## [WHAT THE TASK ASKS]
Print the entries below word for word; the pictures stay out of your copy.

## [Stored items]
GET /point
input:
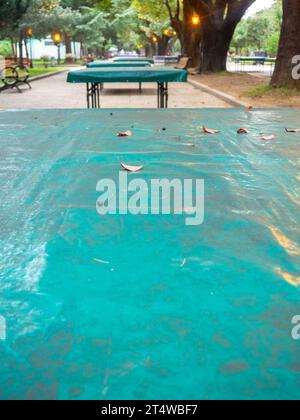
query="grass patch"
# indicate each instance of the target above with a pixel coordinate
(40, 71)
(267, 90)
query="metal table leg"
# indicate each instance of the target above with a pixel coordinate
(93, 95)
(162, 95)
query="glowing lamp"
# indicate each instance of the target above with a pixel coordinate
(196, 20)
(57, 38)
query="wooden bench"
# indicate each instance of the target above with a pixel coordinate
(183, 63)
(13, 77)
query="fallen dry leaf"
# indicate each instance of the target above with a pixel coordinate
(183, 263)
(100, 261)
(267, 138)
(243, 131)
(130, 168)
(295, 130)
(125, 134)
(209, 131)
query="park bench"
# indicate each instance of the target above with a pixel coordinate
(13, 76)
(183, 63)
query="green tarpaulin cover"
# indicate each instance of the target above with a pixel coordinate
(135, 59)
(112, 75)
(100, 64)
(145, 307)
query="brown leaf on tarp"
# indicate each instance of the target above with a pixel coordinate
(131, 168)
(101, 261)
(294, 130)
(267, 138)
(183, 262)
(127, 133)
(209, 131)
(243, 131)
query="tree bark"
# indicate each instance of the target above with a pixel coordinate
(163, 44)
(218, 21)
(284, 76)
(21, 59)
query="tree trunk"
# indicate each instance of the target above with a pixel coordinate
(284, 74)
(68, 43)
(21, 60)
(13, 48)
(163, 44)
(214, 48)
(27, 52)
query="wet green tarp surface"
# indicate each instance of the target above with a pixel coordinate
(99, 64)
(118, 75)
(145, 307)
(135, 59)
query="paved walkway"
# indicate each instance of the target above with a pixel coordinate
(54, 92)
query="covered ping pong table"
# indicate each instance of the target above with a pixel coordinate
(125, 307)
(94, 77)
(134, 59)
(107, 64)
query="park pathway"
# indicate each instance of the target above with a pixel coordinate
(54, 92)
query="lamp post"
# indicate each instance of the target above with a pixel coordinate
(57, 41)
(196, 20)
(29, 34)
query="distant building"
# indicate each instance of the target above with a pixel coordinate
(46, 47)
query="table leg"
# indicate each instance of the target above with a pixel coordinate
(93, 95)
(88, 95)
(162, 95)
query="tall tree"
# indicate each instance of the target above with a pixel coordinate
(219, 19)
(289, 47)
(207, 43)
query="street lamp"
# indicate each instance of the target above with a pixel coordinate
(196, 20)
(57, 41)
(29, 33)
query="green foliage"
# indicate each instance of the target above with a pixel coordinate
(259, 32)
(5, 48)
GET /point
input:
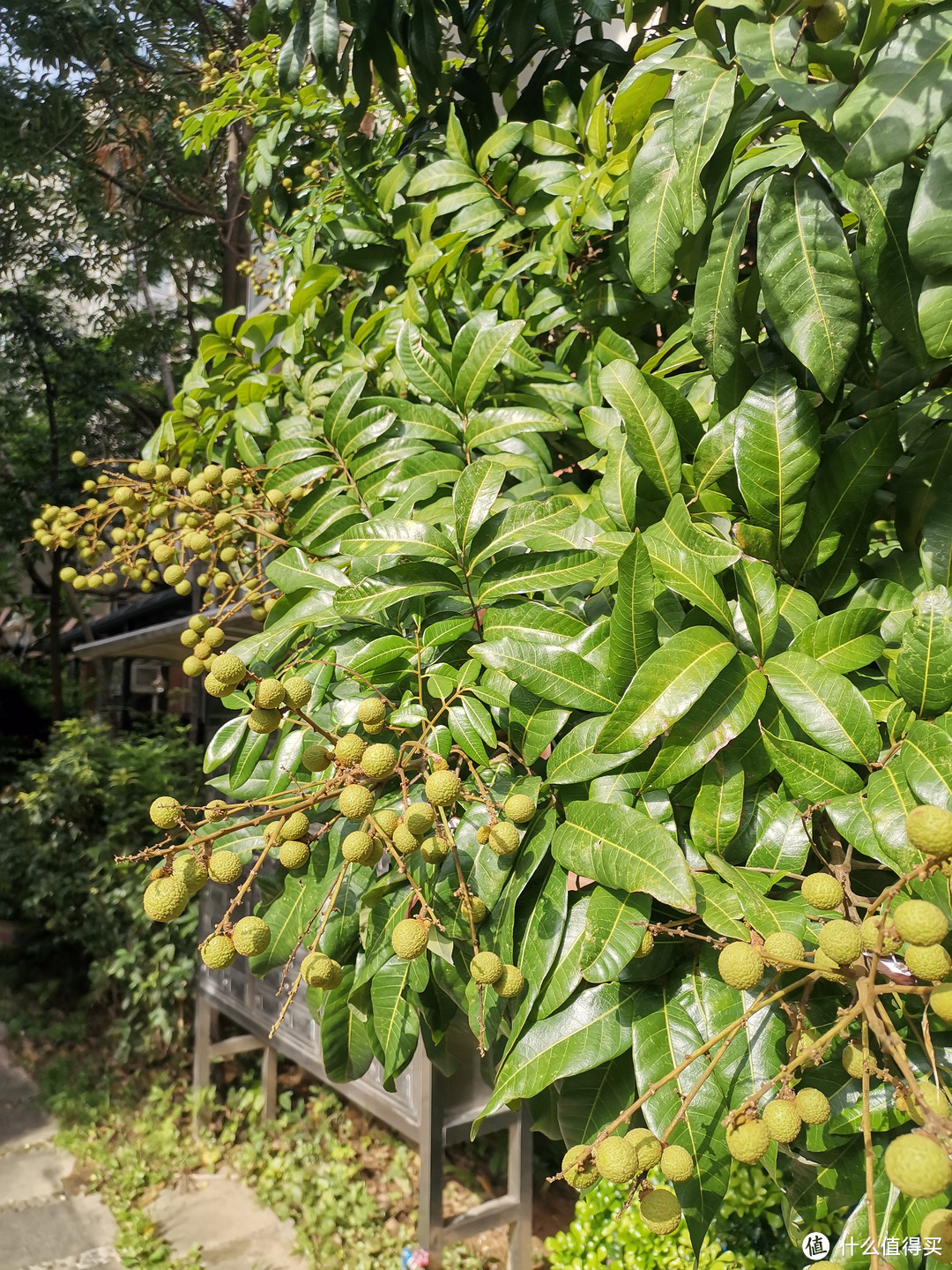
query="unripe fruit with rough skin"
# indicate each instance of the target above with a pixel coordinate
(677, 1163)
(782, 1120)
(929, 964)
(822, 891)
(380, 761)
(485, 968)
(270, 693)
(165, 898)
(250, 937)
(941, 1002)
(315, 758)
(433, 851)
(929, 830)
(349, 750)
(165, 811)
(294, 854)
(371, 710)
(749, 1142)
(510, 982)
(228, 669)
(219, 952)
(870, 935)
(320, 970)
(443, 788)
(297, 691)
(264, 721)
(660, 1211)
(841, 941)
(781, 946)
(504, 839)
(519, 808)
(355, 802)
(616, 1160)
(920, 923)
(419, 818)
(225, 866)
(648, 1147)
(358, 848)
(409, 938)
(580, 1174)
(917, 1166)
(813, 1105)
(740, 966)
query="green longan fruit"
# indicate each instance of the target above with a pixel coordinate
(822, 891)
(917, 1166)
(380, 761)
(841, 941)
(371, 710)
(319, 970)
(660, 1211)
(315, 758)
(165, 811)
(813, 1105)
(349, 750)
(504, 839)
(419, 818)
(931, 964)
(355, 802)
(920, 923)
(264, 721)
(510, 982)
(165, 898)
(219, 952)
(616, 1160)
(225, 866)
(519, 808)
(297, 691)
(409, 938)
(782, 1120)
(294, 855)
(740, 966)
(485, 968)
(270, 693)
(677, 1163)
(579, 1172)
(250, 937)
(443, 788)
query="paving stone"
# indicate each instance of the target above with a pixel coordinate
(227, 1220)
(32, 1177)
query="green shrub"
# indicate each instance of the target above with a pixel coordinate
(60, 832)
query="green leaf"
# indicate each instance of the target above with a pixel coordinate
(537, 571)
(591, 1029)
(810, 773)
(625, 850)
(614, 927)
(903, 98)
(632, 630)
(715, 817)
(926, 762)
(723, 713)
(666, 687)
(825, 705)
(654, 211)
(776, 452)
(807, 280)
(716, 315)
(648, 426)
(925, 661)
(551, 672)
(703, 108)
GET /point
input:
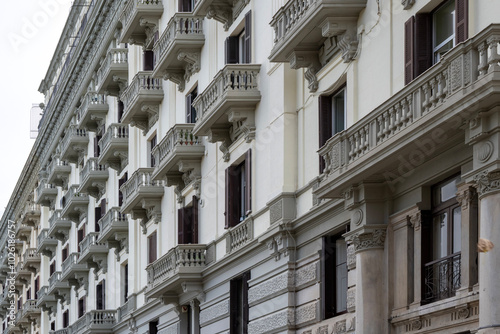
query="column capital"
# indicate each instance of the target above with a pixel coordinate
(367, 237)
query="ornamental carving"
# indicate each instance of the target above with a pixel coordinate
(487, 182)
(214, 312)
(373, 239)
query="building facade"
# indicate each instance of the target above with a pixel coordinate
(262, 166)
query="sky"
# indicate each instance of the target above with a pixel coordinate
(29, 33)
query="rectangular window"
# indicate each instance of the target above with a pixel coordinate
(334, 276)
(238, 304)
(238, 48)
(152, 145)
(332, 117)
(441, 243)
(152, 248)
(430, 35)
(190, 110)
(188, 223)
(239, 191)
(100, 295)
(81, 307)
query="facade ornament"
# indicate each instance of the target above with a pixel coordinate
(487, 182)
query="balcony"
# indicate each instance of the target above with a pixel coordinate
(31, 260)
(114, 147)
(92, 111)
(74, 144)
(444, 93)
(140, 21)
(46, 244)
(93, 252)
(224, 11)
(73, 272)
(179, 153)
(74, 204)
(46, 193)
(231, 98)
(58, 288)
(177, 52)
(31, 214)
(23, 232)
(303, 28)
(142, 196)
(114, 229)
(141, 100)
(58, 172)
(45, 301)
(59, 227)
(112, 76)
(182, 264)
(93, 178)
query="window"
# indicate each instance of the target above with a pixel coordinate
(334, 276)
(188, 224)
(332, 117)
(239, 191)
(238, 304)
(121, 182)
(153, 327)
(430, 35)
(238, 48)
(441, 248)
(152, 247)
(81, 307)
(100, 297)
(190, 110)
(66, 319)
(152, 144)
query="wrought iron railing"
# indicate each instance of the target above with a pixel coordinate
(442, 278)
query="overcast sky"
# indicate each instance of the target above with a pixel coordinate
(29, 32)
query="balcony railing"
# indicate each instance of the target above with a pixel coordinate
(429, 102)
(234, 87)
(114, 66)
(133, 31)
(74, 203)
(174, 51)
(179, 144)
(140, 186)
(239, 235)
(74, 143)
(93, 178)
(141, 99)
(45, 193)
(46, 244)
(94, 107)
(183, 259)
(114, 147)
(58, 171)
(111, 223)
(442, 278)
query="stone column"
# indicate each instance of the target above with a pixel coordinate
(467, 197)
(371, 290)
(488, 185)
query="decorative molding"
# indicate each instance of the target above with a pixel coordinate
(215, 312)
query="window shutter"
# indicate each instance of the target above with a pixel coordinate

## [ANSWER FOR THIS EXERCISE]
GET /point
input:
query="grass patch"
# indicate each instance of the target above with a pixel coordinate
(40, 71)
(267, 90)
query="metal table leg"
# indicate each instance of the target above with a pixel coordinate
(93, 95)
(162, 95)
query="glowing lamp"
# indicate each instance of the target above with a pixel coordinate
(196, 20)
(57, 38)
query="wooden bench"
# indicate each instance of the target above with a pixel coordinate
(183, 63)
(13, 77)
query="fallen dry leaf"
# indicate each instance of the target above with a pixel coordinate
(183, 263)
(100, 261)
(267, 138)
(243, 131)
(130, 168)
(295, 130)
(125, 134)
(209, 131)
query="park bench"
# indicate each instance of the target above with a pixel coordinate
(13, 76)
(183, 63)
query="green tarpaulin cover"
# indicate each instance of the target above with a pixel coordinate
(135, 59)
(112, 75)
(100, 64)
(145, 307)
query="brown leaf on tarp"
# indicate each instance of the target above with a pixel coordinate
(131, 168)
(101, 261)
(294, 130)
(267, 138)
(183, 262)
(127, 133)
(209, 131)
(243, 131)
query="tree bark"
# indicate each instance of the target above with a pixel coordinate
(163, 44)
(218, 21)
(284, 76)
(21, 59)
query="tree trunk"
# indicate each instance of the target above with a pixel coordinate
(284, 74)
(68, 43)
(21, 60)
(13, 48)
(163, 44)
(214, 48)
(27, 52)
query="wet green tarp surface"
# indicate each instance of the target above with a pixel coordinate
(99, 64)
(118, 75)
(145, 307)
(135, 59)
query="paved walkway"
# indicate each instance of the target above with a pixel coordinate
(54, 92)
query="covered ping pong table"
# indicate each instance of the target above with a pixel coordinate
(125, 307)
(94, 77)
(134, 59)
(107, 64)
query="park pathway"
# indicate each instance of the target above with a pixel coordinate
(54, 92)
query="lamp post"
# indicate each instance of the target above with a pixel coordinate
(57, 41)
(196, 20)
(29, 34)
query="distant building"
# indicate each instance of the target above with a pixel coordinate
(46, 47)
query="table leg"
# indicate each instance of the target above with a pixel coordinate
(93, 95)
(88, 95)
(162, 95)
query="tall tree"
# indicate each instance of the target above with a pixel coordinate
(219, 19)
(289, 47)
(207, 43)
query="street lamp"
# indicate each instance of the target above with a pixel coordinate
(196, 20)
(57, 41)
(29, 33)
query="green foliage"
# indicate each instance of the target above with a pixel coordinate
(259, 32)
(5, 48)
GET /point
input:
query="unripe fruit with rough skin"
# indicate each instance of the target above with a pixel coordinate
(677, 1163)
(782, 1120)
(929, 964)
(822, 891)
(380, 761)
(485, 968)
(270, 693)
(165, 898)
(250, 937)
(941, 1002)
(315, 758)
(433, 851)
(929, 830)
(349, 750)
(165, 811)
(294, 854)
(371, 710)
(749, 1142)
(510, 982)
(228, 669)
(219, 952)
(870, 935)
(320, 970)
(443, 788)
(297, 691)
(264, 721)
(660, 1211)
(841, 941)
(781, 946)
(504, 839)
(519, 808)
(355, 802)
(616, 1160)
(920, 923)
(419, 818)
(225, 866)
(648, 1147)
(358, 848)
(409, 938)
(580, 1174)
(917, 1166)
(813, 1105)
(740, 966)
query="green longan fruit"
# indicate each instance of the target above with a pixel coordinate
(822, 891)
(917, 1166)
(380, 761)
(841, 941)
(371, 710)
(319, 970)
(660, 1211)
(315, 758)
(165, 811)
(813, 1105)
(349, 750)
(504, 839)
(419, 818)
(931, 964)
(355, 802)
(920, 923)
(264, 721)
(510, 982)
(165, 898)
(219, 952)
(616, 1160)
(225, 866)
(519, 808)
(297, 691)
(409, 938)
(782, 1120)
(294, 855)
(740, 966)
(485, 968)
(270, 693)
(677, 1163)
(579, 1172)
(250, 937)
(443, 788)
query="paving stone"
# indicate each instance of the target above with a pixel coordinate
(227, 1220)
(32, 1177)
query="green shrub"
# indicate each instance of the target above with a pixel coordinate
(60, 832)
query="green leaf"
# indicate each instance of the target above with a pixel coordinate
(537, 571)
(591, 1029)
(810, 773)
(625, 850)
(614, 927)
(903, 98)
(632, 630)
(715, 817)
(926, 762)
(723, 713)
(666, 687)
(825, 705)
(654, 211)
(776, 452)
(807, 280)
(716, 315)
(648, 426)
(925, 661)
(551, 672)
(703, 108)
GET /point
input:
query="column capital"
# indicate each instance of the target above with a pixel coordinate
(367, 237)
query="ornamental carving"
# indicate each instance of the target above with a pixel coordinate
(487, 182)
(214, 312)
(373, 239)
query="building facade"
# indicate each instance of the target above with a pixel coordinate
(262, 166)
query="sky"
# indicate each instance of the target above with a pixel coordinate
(29, 33)
query="rectangular window"
# indicate each instance of the target above with a pixel coordinate
(334, 276)
(238, 304)
(238, 48)
(152, 145)
(332, 117)
(441, 243)
(152, 248)
(430, 35)
(190, 110)
(188, 223)
(239, 191)
(100, 295)
(81, 307)
query="facade ornament"
# indicate each instance of the target above with a pixel coordinate
(487, 182)
query="balcony"
# indicate each instance of the target above with a pixel coordinate
(31, 260)
(114, 147)
(92, 111)
(74, 144)
(444, 93)
(140, 21)
(46, 244)
(93, 252)
(224, 11)
(73, 272)
(179, 153)
(74, 204)
(46, 193)
(231, 98)
(58, 288)
(177, 52)
(31, 214)
(23, 232)
(303, 28)
(142, 196)
(114, 229)
(141, 100)
(58, 172)
(45, 301)
(59, 227)
(112, 76)
(182, 264)
(93, 178)
query="window"
# indicate each instance of the target above with a pixel coordinate
(334, 276)
(188, 224)
(332, 117)
(239, 191)
(238, 304)
(121, 182)
(153, 327)
(430, 35)
(238, 48)
(441, 248)
(152, 247)
(81, 307)
(100, 297)
(190, 110)
(66, 319)
(152, 144)
query="wrought iron railing"
# indicate each instance of the target above with a pixel coordinate
(442, 278)
query="overcast sky"
# indicate each instance of the target above with a pixel coordinate
(29, 32)
query="balcony railing"
# indicate each instance of the target above with a pixel coordinate
(429, 102)
(234, 87)
(114, 66)
(133, 31)
(74, 203)
(174, 51)
(179, 144)
(140, 186)
(239, 235)
(74, 143)
(93, 178)
(141, 99)
(45, 193)
(46, 244)
(94, 107)
(183, 259)
(114, 147)
(58, 171)
(111, 223)
(442, 278)
query="stone column"
# indicate each instance of the target above with a pixel coordinate
(467, 197)
(371, 290)
(488, 185)
query="decorative molding"
# indicate each instance of the target above with a pixel coordinate
(215, 312)
query="window shutter"
# indicate each instance of the target above with a pixel coordinate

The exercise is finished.